Lines with the word "mainsail" are the ones wanted. Copy each of them from the entries below.
━━━━━━━━━━━━━━━━
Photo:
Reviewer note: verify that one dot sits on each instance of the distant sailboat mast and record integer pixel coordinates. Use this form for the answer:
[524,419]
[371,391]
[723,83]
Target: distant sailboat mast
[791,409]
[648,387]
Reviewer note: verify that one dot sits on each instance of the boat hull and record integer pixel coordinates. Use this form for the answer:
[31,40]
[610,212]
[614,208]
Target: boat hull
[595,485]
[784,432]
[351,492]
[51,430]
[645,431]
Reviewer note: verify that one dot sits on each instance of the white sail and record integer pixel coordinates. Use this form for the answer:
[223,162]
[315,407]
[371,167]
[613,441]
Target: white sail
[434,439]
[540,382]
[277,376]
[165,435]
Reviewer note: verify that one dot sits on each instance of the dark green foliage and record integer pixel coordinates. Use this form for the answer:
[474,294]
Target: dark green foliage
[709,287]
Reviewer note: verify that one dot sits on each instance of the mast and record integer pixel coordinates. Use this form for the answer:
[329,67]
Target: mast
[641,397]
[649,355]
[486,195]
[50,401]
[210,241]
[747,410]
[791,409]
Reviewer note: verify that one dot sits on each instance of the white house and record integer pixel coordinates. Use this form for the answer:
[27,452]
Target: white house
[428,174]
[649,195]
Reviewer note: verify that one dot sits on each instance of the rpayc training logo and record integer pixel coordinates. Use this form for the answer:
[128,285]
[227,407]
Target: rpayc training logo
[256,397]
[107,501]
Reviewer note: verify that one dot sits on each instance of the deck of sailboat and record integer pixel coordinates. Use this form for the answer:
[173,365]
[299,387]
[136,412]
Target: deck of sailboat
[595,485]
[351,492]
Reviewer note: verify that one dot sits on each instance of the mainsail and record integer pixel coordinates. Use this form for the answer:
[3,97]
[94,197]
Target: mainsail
━━━━━━━━━━━━━━━━
- _Solved exercise_:
Reviewer note: verify that one dot sits on each instance of the mainsail and record integer pixel coordinates. Use this form for the answer:
Target: mainsail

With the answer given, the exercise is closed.